--- Provided records ---
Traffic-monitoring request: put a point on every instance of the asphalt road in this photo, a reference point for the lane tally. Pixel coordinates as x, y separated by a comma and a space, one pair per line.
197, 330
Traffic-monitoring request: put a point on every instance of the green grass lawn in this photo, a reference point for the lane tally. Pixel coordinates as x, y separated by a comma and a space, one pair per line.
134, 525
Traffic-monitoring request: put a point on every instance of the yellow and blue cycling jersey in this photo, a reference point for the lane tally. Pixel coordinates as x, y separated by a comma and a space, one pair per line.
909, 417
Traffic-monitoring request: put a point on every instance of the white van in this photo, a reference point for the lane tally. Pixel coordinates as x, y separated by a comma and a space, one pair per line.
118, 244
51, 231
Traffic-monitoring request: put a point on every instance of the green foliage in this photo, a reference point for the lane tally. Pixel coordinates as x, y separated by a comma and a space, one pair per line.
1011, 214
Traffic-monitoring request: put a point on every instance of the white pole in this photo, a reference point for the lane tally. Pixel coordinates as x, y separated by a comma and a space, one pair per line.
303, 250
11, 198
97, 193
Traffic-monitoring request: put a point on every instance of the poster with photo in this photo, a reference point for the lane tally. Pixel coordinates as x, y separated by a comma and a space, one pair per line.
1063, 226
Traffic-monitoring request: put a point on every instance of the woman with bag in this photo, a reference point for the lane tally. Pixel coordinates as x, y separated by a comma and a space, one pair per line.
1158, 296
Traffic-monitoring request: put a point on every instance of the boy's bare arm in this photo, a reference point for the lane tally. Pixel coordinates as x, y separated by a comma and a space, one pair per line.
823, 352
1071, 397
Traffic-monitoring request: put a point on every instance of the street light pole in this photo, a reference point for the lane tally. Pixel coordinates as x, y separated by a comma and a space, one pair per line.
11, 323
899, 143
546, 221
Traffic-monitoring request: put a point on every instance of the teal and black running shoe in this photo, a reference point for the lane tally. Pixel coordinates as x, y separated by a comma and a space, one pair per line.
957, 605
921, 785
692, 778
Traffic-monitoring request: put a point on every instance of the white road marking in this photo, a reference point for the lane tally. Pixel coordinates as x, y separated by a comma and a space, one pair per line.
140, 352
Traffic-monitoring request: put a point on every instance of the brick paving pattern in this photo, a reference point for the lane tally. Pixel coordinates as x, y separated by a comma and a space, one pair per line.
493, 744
---
Description of the task: Reproduce every line of the data word for word, from the line containing "of the brick" down to the end.

Exercise result:
Traffic-monitoring request: put a point on every instance of the brick paving pattern in this photo, a reference point for the lane tally. Pixel coordinates as x, y separated by a comma and a space, one pair per line.
493, 744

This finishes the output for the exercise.